### WHAT YOU WILL DO
Where does the string "umbrella" appear in the records? Copy each line that holds it.

(Free-text object descriptions)

____

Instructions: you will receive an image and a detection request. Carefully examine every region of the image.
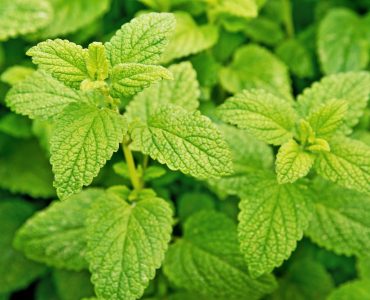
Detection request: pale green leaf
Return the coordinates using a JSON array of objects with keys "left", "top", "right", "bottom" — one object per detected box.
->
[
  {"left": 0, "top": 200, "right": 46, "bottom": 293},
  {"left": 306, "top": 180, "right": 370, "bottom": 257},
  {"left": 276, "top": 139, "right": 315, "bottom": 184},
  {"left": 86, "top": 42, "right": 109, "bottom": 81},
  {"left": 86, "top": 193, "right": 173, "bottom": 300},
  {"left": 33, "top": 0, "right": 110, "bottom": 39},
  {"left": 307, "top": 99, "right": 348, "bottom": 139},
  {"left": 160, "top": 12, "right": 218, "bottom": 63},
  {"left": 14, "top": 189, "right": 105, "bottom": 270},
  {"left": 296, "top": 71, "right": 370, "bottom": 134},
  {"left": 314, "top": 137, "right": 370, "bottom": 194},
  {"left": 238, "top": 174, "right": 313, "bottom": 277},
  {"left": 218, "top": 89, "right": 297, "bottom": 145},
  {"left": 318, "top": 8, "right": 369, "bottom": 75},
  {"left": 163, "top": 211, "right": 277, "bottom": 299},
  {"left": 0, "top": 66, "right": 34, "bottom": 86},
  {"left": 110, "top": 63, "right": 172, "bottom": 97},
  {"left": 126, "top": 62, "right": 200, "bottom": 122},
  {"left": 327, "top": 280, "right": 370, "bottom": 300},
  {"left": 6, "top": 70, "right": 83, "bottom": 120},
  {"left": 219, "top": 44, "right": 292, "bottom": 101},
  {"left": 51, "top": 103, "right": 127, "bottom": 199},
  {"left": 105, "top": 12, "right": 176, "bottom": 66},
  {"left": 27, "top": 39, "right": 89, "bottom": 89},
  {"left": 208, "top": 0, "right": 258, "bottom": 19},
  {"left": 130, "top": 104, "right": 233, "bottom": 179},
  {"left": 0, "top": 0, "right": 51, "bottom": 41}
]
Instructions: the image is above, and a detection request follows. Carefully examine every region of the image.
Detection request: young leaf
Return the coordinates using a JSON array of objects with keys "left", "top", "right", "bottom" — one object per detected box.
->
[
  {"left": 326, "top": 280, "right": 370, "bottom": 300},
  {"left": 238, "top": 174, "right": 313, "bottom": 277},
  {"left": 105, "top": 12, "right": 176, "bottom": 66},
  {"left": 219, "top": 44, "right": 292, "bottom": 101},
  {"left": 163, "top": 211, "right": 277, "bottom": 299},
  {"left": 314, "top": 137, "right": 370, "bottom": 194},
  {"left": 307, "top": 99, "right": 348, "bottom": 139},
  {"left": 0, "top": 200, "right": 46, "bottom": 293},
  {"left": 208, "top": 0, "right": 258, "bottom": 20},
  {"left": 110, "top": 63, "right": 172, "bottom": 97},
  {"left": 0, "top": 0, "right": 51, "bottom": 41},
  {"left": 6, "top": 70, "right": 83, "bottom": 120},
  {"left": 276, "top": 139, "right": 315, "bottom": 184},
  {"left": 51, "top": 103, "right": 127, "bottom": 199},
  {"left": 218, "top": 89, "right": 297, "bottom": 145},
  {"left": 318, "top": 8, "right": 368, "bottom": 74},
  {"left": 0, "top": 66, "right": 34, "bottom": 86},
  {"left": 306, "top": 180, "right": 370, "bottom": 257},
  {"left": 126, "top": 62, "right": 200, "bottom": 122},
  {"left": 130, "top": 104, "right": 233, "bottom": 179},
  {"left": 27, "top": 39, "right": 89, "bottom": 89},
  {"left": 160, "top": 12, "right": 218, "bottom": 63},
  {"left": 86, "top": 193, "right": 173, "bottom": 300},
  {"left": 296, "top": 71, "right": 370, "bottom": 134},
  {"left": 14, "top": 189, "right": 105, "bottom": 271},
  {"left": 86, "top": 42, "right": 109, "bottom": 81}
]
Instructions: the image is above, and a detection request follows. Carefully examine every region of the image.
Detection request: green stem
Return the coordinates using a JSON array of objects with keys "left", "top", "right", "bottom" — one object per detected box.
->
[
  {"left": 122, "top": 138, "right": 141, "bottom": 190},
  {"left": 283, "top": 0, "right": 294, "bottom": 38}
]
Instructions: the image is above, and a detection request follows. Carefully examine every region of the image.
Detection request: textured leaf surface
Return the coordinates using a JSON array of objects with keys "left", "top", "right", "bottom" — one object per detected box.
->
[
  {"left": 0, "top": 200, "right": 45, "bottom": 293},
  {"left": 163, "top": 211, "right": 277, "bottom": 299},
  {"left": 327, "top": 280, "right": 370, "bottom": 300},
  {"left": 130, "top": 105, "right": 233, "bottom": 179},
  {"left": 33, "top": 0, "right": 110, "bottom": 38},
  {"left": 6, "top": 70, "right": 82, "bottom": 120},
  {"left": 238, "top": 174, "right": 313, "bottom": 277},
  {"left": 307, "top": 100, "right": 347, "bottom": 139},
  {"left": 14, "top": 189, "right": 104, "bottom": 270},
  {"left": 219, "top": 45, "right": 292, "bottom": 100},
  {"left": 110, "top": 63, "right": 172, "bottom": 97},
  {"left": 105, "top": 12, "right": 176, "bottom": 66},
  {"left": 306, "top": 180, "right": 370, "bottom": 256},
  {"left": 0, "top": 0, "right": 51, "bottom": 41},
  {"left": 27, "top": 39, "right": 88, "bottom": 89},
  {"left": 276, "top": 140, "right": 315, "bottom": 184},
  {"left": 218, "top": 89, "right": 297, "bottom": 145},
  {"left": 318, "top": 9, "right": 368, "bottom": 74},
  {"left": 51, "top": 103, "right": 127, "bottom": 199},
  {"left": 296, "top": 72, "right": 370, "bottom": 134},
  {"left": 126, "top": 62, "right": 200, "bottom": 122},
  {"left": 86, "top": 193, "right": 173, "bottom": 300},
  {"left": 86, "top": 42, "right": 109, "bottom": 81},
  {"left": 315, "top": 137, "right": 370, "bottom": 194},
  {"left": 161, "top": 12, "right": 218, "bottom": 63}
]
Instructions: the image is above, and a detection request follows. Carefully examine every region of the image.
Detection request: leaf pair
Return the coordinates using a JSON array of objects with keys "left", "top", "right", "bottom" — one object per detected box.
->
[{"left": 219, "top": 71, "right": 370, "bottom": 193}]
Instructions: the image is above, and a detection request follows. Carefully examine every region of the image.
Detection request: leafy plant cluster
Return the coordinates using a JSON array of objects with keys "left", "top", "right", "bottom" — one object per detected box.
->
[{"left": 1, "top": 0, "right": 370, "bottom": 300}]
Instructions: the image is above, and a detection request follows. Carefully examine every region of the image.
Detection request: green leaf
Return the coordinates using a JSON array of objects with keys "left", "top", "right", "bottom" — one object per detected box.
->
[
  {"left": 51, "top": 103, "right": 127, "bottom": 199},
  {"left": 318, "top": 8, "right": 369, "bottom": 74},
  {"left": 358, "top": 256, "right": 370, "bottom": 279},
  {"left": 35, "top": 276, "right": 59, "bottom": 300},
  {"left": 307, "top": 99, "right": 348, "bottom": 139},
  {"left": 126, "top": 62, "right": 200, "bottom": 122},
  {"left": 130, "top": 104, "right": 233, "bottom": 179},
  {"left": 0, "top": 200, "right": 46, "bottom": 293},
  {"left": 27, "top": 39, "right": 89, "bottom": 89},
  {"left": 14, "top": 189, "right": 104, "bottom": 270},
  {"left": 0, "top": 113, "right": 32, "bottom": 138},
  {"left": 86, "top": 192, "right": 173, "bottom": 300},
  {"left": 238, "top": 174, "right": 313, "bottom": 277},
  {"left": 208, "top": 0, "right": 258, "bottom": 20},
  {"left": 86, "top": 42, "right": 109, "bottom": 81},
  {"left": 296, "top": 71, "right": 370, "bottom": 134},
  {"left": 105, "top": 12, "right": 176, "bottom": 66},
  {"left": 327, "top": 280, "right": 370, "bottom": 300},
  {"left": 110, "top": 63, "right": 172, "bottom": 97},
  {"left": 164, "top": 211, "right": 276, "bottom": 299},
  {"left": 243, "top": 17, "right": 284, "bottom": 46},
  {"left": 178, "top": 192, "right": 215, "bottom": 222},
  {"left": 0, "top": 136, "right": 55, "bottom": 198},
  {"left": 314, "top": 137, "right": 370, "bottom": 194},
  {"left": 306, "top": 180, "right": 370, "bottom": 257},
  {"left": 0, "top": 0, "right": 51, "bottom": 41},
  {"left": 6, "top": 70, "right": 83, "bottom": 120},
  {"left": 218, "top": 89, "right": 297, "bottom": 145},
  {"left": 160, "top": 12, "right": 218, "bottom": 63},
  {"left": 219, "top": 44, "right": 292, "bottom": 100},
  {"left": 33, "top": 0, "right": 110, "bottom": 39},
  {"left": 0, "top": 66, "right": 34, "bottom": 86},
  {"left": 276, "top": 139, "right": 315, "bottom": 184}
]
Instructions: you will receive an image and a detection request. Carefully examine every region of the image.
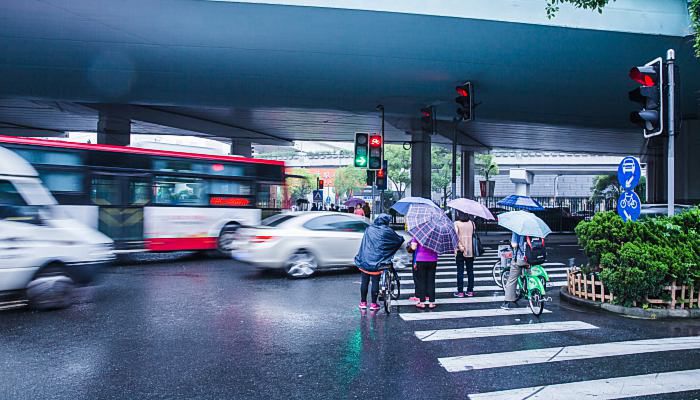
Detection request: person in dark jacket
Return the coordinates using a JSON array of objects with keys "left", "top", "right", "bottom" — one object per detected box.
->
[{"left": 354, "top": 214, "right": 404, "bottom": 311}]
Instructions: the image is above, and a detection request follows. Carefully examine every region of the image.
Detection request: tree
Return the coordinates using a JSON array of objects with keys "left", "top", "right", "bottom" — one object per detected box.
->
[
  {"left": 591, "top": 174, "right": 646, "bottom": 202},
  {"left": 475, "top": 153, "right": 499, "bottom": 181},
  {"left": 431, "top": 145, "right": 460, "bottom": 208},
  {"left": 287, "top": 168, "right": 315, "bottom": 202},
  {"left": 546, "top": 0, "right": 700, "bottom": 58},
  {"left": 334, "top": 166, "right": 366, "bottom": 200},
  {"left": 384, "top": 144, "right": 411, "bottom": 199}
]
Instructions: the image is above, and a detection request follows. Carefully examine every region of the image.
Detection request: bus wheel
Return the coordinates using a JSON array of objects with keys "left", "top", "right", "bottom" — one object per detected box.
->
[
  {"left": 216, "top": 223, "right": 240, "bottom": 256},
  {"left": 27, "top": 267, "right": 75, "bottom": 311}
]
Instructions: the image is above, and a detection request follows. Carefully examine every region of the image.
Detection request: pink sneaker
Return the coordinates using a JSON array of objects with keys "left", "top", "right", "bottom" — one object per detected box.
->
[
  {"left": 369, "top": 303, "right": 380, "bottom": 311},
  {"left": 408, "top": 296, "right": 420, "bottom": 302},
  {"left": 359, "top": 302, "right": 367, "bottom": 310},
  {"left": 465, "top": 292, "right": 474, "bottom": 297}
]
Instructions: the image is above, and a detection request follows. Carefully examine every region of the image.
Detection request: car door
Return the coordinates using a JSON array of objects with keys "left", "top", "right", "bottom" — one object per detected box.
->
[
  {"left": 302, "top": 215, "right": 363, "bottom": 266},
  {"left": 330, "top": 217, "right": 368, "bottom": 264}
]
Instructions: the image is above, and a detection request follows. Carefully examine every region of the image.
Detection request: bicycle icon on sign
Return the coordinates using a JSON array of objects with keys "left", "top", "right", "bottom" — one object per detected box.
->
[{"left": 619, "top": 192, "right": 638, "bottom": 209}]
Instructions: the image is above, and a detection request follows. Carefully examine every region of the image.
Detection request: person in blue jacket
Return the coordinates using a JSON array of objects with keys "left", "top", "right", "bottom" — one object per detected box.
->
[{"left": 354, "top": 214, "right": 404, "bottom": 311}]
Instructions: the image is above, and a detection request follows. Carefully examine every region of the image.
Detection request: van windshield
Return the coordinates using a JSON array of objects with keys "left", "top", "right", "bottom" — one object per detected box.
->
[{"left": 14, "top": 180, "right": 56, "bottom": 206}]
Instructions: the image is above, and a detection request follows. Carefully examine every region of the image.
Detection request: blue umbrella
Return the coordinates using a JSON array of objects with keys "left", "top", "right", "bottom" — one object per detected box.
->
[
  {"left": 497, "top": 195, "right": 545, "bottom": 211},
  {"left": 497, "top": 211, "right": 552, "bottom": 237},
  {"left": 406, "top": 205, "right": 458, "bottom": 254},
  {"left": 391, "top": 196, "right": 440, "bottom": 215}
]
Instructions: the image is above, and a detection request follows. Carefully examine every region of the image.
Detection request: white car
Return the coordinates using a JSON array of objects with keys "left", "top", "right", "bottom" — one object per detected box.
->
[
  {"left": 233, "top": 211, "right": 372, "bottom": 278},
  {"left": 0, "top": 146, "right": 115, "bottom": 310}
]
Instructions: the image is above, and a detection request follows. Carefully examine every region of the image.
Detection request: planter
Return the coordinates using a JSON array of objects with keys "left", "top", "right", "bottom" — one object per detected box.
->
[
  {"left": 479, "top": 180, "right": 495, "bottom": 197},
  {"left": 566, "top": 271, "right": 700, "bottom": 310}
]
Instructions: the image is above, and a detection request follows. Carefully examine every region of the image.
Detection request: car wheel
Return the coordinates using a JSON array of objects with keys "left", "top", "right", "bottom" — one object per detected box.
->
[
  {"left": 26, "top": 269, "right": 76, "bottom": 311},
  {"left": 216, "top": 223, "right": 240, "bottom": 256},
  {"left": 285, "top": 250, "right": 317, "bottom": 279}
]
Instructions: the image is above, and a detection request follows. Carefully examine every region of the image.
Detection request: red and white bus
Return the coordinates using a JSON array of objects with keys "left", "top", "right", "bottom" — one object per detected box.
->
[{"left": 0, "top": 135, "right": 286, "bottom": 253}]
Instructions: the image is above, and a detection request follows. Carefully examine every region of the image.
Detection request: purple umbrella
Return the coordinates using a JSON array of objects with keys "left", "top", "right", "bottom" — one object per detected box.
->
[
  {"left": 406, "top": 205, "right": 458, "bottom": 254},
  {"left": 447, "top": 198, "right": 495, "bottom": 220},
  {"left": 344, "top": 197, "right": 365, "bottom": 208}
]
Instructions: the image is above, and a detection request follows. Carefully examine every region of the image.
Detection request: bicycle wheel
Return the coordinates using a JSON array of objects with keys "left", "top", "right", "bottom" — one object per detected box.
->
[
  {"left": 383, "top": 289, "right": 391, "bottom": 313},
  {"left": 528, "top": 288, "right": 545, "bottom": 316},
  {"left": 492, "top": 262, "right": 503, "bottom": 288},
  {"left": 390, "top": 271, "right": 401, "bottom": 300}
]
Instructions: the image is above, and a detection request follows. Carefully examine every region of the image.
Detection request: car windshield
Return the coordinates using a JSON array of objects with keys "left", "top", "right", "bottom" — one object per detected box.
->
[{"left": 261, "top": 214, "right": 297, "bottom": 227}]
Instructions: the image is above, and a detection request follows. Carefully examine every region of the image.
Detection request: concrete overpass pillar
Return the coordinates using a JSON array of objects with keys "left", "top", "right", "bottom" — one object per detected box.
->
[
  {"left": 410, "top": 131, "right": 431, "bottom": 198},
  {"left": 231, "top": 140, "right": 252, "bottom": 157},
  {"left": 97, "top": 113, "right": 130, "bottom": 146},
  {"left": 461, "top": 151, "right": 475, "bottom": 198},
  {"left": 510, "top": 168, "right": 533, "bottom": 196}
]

____

### TASK ANSWER
Detection request: blue umbrella
Detection request: purple umbrella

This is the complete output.